Items from a dataset:
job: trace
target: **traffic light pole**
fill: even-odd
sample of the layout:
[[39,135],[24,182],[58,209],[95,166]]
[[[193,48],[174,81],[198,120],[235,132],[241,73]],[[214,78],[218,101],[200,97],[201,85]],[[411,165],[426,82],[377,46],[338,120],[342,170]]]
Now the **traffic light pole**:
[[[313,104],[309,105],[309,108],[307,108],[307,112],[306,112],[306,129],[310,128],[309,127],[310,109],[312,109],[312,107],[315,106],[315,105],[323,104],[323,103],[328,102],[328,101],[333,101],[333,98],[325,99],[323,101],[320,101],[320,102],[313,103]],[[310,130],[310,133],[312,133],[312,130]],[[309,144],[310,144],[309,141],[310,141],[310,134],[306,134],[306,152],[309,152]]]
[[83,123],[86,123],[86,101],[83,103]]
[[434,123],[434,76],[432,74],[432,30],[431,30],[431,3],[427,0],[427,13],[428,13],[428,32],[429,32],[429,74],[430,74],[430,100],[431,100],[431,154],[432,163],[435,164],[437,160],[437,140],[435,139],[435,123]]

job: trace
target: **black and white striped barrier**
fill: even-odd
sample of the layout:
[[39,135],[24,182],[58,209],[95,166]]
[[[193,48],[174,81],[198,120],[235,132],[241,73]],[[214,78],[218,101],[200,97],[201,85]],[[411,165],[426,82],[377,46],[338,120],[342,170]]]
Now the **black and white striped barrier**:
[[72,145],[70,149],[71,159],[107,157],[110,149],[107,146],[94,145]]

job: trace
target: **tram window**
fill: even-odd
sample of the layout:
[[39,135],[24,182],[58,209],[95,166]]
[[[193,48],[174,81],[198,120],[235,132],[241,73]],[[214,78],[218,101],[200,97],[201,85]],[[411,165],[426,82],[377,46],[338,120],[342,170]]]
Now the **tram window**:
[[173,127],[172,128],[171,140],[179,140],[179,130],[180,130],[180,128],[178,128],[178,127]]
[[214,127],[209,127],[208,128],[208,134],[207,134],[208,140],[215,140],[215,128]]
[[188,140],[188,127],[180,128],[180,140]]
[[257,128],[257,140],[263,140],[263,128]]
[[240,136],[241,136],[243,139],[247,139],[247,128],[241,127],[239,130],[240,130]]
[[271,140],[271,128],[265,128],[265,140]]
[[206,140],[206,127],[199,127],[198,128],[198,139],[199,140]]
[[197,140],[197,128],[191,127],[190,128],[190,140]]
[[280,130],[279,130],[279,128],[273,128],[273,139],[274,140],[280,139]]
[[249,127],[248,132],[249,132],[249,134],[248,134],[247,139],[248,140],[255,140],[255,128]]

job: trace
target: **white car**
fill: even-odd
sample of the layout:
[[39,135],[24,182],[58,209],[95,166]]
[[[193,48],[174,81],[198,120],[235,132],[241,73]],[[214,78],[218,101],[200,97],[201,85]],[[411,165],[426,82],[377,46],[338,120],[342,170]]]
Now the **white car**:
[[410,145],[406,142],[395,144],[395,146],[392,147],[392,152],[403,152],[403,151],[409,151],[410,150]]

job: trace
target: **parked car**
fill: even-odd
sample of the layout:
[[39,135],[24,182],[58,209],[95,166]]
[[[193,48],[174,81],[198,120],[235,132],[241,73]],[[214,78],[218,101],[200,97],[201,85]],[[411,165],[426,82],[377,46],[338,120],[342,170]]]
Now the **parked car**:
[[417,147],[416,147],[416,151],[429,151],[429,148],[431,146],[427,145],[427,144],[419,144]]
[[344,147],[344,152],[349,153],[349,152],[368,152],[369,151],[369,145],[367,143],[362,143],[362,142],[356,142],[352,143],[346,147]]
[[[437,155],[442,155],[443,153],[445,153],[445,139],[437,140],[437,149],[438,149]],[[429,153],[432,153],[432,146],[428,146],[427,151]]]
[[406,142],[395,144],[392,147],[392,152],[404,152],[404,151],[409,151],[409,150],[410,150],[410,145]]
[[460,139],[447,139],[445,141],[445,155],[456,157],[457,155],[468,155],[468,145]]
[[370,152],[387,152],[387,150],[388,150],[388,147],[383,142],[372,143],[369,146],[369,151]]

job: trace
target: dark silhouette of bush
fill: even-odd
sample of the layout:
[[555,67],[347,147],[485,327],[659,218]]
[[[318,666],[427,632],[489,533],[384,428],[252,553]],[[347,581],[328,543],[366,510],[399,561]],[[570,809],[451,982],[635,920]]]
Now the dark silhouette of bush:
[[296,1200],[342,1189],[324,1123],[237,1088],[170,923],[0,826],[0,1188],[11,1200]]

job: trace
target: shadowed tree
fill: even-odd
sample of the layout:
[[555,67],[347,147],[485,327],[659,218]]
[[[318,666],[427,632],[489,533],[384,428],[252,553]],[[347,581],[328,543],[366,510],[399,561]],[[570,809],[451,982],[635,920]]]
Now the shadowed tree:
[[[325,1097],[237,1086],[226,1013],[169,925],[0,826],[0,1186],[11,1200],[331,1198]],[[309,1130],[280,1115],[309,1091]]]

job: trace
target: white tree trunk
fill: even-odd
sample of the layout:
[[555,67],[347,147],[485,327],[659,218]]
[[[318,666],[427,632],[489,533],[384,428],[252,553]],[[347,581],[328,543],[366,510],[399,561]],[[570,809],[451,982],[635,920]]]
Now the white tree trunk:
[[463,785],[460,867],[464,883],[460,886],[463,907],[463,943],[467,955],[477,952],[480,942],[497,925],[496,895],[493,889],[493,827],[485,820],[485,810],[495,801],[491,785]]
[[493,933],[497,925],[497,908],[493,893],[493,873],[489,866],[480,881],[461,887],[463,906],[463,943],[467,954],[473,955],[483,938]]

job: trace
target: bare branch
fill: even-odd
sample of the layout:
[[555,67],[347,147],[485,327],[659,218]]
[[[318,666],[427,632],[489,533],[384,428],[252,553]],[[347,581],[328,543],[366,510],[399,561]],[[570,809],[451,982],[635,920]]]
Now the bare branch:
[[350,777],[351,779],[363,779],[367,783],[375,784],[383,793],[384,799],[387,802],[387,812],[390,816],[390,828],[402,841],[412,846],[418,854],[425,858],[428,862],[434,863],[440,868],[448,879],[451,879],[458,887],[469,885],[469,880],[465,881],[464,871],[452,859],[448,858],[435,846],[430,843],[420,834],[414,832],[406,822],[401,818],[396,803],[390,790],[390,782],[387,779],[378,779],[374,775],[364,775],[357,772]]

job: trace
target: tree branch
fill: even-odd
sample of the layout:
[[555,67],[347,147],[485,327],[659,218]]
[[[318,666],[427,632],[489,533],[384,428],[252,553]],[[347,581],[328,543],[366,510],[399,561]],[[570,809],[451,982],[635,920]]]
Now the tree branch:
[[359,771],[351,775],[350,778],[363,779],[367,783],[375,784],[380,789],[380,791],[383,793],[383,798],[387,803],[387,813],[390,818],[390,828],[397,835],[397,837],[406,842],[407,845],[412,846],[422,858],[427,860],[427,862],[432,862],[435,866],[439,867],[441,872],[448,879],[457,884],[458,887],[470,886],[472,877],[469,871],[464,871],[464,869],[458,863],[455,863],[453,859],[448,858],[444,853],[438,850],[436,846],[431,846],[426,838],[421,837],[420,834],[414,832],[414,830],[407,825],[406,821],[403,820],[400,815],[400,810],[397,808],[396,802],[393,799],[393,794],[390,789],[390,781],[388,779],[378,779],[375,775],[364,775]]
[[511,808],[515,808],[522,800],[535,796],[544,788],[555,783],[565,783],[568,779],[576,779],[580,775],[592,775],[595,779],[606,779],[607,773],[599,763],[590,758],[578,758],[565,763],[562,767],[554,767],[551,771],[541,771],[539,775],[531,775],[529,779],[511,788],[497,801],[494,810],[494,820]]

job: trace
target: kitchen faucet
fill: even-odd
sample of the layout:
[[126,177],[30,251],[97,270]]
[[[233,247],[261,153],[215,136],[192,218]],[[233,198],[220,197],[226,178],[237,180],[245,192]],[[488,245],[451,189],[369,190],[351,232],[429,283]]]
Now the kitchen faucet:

*YOUR INSTRUCTIONS*
Copy, without any change, the lines above from the one containing "[[126,177],[30,251],[97,270]]" to the end, both ends included. Add nothing else.

*TASK OUTPUT*
[[126,177],[30,251],[97,270]]
[[[233,247],[261,153],[215,136],[192,218]],[[233,198],[220,197],[226,178],[237,180],[245,192]],[[488,245],[451,189],[369,190],[351,232],[429,283]]]
Now the kitchen faucet:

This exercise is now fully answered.